Required action: All lines from the one with "of the crane's" through the end of the records below are to be given again exactly, and nothing else.

[[ Data section, beginning ]]

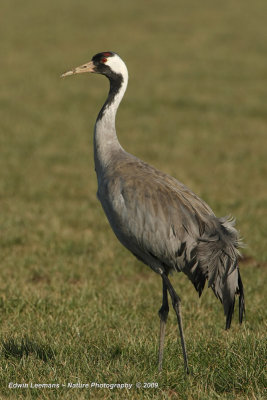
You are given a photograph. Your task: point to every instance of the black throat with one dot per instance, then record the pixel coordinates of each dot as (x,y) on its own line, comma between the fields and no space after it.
(115,81)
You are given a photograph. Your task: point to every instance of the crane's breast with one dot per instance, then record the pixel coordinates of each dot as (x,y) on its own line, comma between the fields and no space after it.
(145,215)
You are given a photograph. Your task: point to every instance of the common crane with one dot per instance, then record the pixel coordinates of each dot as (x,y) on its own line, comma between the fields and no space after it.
(162,222)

[[ Data section, end ]]

Finished exercise:
You are given a photograph. Your task: point to every instance of the crane's breast with one dot per instance, then record the pixel coordinates of each dot as (x,y) on its own line, comma between the fields and no space after it.
(145,215)
You are given a photograph. Your task: point to every instance of the common crane with one dot per instance, then record the pixel coordinates of each dot as (x,y) on its own line, comma between the fields and no space after it.
(162,222)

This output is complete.